§ PAGE EXCERPT:

==============================

With the toggle with a warning light, if you're using it as an earthing switch all you have to do is put 12v for the switch illumination onto the terminal marked earth instead of earth (yellow) then earth onto the power terminal(blue) and the other wire goes off to the spotlight as normal but will be switching to earth instead of power
---Some switches won't light up though like this ,it just depends on if the telltale light is a normal little globe or led ---some leds work both ways and some don't
William Revit

Thanks I will have a play with switch to see what does what before I cut anything. I quite like the simplicity of a single earth wire up to a switch

I have a look and see what it is like cutting into the green/brown in the boot area to power the spot - it should be enough to power a 45w bulb, especially as my existing reversing lights are LED. I will put a 5 amp fuse on it. All I can see green/brown is 2 wires joined together like this, courtesy of MGB Stuff, second picture down:

http://www.mgb-stuff.org.uk/lights4.htm


I could always cut those , put bullets on and use a 4 way bullet connector to power the spot . Looks like that could be fun in that space. I will unwrap a bit of the loom to see what is going on in there.

==============================

§ WHAT IS EXPECTED: Please revise the part of the switch wiring text that starts with "I have a look" and ends with "on in there.", replacing "fuse" with "breaker" throughout. The lines after this point are separate material, not part of the switch wiring text.

§ DATA:
==============================

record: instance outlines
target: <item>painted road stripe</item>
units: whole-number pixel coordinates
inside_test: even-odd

==============================

§ WRITTEN SOLUTION:
I have a look and see what it is like cutting into the green/brown in the boot area to power the spot - it should be enough to power a 45w bulb, especially as my existing reversing lights are LED. I will put a 5 amp breaker on it. All I can see green/brown is 2 wires joined together like this, courtesy of MGB Stuff, second picture down:

http://www.mgb-stuff.org.uk/lights4.htm


I could always cut those , put bullets on and use a 4 way bullet connector to power the spot . Looks like that could be fun in that space. I will unwrap a bit of the loom to see what is going on in there.